Lulz, I remember this awful save the environment books I read recently. At the time I thought it was the greatest thing since unsliced bread, but in retrospect it was awful. The Caretaker Trilogy, I think.

Anyone read it?
"the Dark Army" ahahahah
It wasn't actually poorly written, just riddled with fanservice and jailbait, full of stupid aesops, and full of lameness.

Seriously...someone needs to read the evil overlord list, methinks. It should have been called the fashionably clad army.
"the army in stylish Hugo Boss uniforms".

The more bad fic and bad writing I read, the more determined I become to make my writing suck as little as possible. no fucking Sues, ever ever ever
I suppose.

*judgement of books is awful*

I kinda want to write a book with a Sue protagonist perfect at everything.

_ _ _

» **WHAT YOU WILL DO**
1. Reproduce word for word the portion of the post about the Caretaker Trilogy that opens with the words containing "Anyone read it?" and closes with "fashionably clad army.".
2. In the post about the Caretaker Trilogy, what name does the writer say the army should have been called?
3. Write the next part of the post about the Caretaker Trilogy, starting after its final sentence.

_ _ _

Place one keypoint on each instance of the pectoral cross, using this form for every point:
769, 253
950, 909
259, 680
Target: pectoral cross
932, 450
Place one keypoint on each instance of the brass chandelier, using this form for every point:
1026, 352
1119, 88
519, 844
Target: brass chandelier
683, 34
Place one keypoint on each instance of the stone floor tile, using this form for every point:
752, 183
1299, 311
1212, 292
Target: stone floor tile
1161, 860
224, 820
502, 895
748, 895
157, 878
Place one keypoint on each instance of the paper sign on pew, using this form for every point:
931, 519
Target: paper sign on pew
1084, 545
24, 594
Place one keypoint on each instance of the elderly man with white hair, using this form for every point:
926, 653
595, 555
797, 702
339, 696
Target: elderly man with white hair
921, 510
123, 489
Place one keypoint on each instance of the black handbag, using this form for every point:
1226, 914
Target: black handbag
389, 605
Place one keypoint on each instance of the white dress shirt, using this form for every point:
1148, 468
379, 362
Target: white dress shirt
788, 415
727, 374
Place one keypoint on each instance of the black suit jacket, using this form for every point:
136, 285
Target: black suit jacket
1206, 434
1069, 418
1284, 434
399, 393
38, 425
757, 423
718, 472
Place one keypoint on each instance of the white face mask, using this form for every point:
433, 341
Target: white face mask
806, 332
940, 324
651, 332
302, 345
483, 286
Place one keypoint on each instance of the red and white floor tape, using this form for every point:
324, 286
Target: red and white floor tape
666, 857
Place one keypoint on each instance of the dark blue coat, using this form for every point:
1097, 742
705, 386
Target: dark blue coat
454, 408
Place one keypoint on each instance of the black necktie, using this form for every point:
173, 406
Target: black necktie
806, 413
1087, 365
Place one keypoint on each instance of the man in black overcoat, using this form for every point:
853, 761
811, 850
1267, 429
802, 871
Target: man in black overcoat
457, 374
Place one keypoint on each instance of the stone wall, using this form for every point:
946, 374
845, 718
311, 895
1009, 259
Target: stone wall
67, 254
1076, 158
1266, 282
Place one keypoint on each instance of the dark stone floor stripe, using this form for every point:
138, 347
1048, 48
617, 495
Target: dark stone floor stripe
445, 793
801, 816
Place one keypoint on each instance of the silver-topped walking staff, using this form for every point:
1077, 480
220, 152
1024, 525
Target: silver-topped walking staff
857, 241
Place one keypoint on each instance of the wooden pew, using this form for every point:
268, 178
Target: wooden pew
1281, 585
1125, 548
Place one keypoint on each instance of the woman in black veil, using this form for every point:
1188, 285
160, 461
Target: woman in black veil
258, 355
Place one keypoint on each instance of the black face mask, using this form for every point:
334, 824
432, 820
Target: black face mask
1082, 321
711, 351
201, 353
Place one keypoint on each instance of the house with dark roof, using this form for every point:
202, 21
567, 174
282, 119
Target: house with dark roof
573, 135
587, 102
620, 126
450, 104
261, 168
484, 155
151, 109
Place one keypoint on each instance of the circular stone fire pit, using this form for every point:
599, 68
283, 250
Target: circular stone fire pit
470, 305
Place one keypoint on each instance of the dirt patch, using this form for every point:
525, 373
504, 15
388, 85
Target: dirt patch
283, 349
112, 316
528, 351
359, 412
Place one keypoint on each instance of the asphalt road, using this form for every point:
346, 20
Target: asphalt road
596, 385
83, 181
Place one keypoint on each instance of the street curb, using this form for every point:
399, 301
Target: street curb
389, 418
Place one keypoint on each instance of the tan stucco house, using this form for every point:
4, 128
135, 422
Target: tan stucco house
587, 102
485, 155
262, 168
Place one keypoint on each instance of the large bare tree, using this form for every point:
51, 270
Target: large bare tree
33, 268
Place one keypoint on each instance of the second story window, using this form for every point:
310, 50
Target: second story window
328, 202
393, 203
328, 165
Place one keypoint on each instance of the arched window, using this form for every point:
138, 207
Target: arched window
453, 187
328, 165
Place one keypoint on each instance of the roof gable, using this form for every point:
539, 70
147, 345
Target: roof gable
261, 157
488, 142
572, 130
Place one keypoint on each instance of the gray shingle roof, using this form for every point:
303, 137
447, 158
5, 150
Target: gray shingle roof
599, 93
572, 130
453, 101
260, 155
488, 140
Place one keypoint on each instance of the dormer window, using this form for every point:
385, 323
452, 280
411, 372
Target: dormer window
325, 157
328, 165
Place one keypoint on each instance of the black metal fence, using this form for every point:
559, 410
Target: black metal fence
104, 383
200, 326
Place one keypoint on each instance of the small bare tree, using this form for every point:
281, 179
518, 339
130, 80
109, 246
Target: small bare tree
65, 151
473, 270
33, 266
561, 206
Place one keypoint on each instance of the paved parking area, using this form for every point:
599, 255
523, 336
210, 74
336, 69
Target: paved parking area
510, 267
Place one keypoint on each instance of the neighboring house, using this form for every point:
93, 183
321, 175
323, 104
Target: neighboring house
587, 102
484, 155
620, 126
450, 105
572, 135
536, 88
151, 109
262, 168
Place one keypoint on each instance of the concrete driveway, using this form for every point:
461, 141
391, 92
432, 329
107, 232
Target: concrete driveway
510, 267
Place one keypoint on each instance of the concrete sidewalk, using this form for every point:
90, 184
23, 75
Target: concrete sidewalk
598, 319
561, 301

_ _ _

» **RESPONSES IN ORDER**
1.
Anyone read it?
"the Dark Army" ahahahah
It wasn't actually poorly written, just riddled with fanservice and jailbait, full of stupid aesops, and full of lameness.

Seriously...someone needs to read the evil overlord list, methinks. It should have been called the fashionably clad army.

2. The fashionably clad army.

3.
Then it turns out that it was because he was genetically and mentally prepared that way by the villain, and the villain has brainwashed him like in Bioshock (Lulspoiler) and makes him kill all his friends with his uber sue powers.

:D
That would be great :D (And the only thing he can't do is kill the villain. So he goes home and works at a gas station...)

._. I have a cast of mostly normal, boring, academic people in their thirties to late forties, plus one wacko and a little girl. And some dogs. And everyone is very straitlaced by modern standards.

Also, I already hate my main character, and the only one I love dies halfway through.

I kind of wrote no-Sues-ever into the plot.
Oh, no.

He's going to be the villain's slave, and destroy everyone and everything he cares about.

Then he'll be ordered to suicide.

Cue blackout.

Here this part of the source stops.